Passage shown →
_ _ _ _ _

The Cotton Panic of the 1860s as it affected the Glossop area.
Written from original research in newspapers of the day.

Many articles have been written about the Cotton Panic (or Cotton Famine) but most concentrate on the effect on larger towns/cities or the country in general. This is an attempt to document the effect on the town of Glossop and the efforts of people locally to deal with it.

Although the American Civil War did not start until April 1861, restrictions in the supply of cotton had been anticipated for several months. The Glossop-dale Chronicle and North Derbyshire Reporter carried a report, on 21 July 1860, of a meeting in Manchester to discuss developing production of cotton in India so as to reduce dependence on America. Even when the war started, though, it was a subordinate topic in the local press to that of the cotton strike which had been taking place for about a month. As far as the cotton industry locally was concerned, the main topic of reporting and discussion was the attempt to establish a co-operative cotton manufacturing company. The ultimate failure of that venture (some 15 months later) was, in part at least, the result of the cotton famine.

_ _ _ _ _

Given entries →

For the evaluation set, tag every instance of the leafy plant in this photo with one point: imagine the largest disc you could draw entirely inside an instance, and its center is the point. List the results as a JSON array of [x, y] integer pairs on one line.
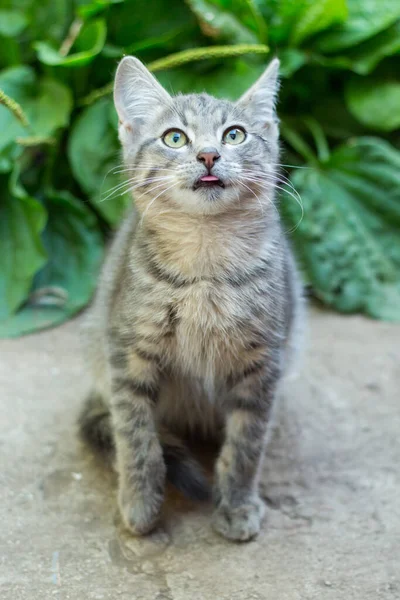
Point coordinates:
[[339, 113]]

_ _ _ _ _

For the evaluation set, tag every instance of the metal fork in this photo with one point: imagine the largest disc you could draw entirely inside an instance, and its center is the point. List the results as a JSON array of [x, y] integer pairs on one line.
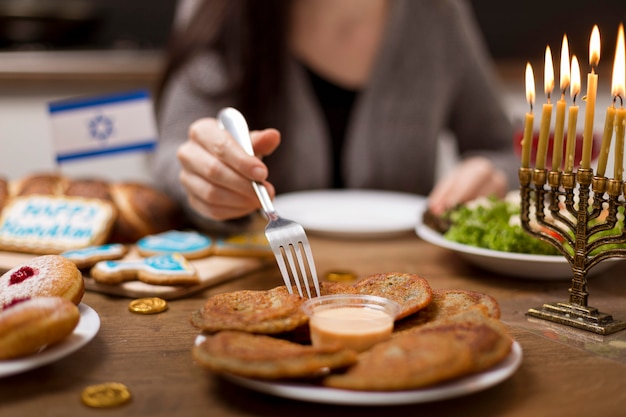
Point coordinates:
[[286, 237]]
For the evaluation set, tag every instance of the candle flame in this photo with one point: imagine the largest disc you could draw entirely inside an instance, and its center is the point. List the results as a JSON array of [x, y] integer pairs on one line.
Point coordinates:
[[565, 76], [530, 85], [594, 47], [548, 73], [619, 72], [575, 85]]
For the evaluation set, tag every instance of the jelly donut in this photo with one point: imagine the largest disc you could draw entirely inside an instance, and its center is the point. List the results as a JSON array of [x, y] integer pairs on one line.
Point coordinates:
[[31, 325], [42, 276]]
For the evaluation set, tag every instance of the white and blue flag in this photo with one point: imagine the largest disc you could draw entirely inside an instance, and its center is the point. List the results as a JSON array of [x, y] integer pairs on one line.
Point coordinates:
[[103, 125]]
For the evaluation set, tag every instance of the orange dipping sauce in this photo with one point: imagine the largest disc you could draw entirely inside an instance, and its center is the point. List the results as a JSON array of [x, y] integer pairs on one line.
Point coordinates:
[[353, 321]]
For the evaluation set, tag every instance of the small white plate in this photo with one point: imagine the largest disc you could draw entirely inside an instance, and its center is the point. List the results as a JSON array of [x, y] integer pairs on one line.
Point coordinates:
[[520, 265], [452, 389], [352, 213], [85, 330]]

_ _ _ _ _

Answer these questions from the passage on the Cotton Panic in the Glossop area.
(a) What do most articles about the Cotton Panic concentrate on?
(b) Which newspaper reported a Manchester meeting on 21 July 1860?
(c) In what month and year did the American Civil War start?

The reply →
(a) They concentrate on the effect on larger towns/cities or the country in general.
(b) The Glossop-dale Chronicle and North Derbyshire Reporter.
(c) April 1861.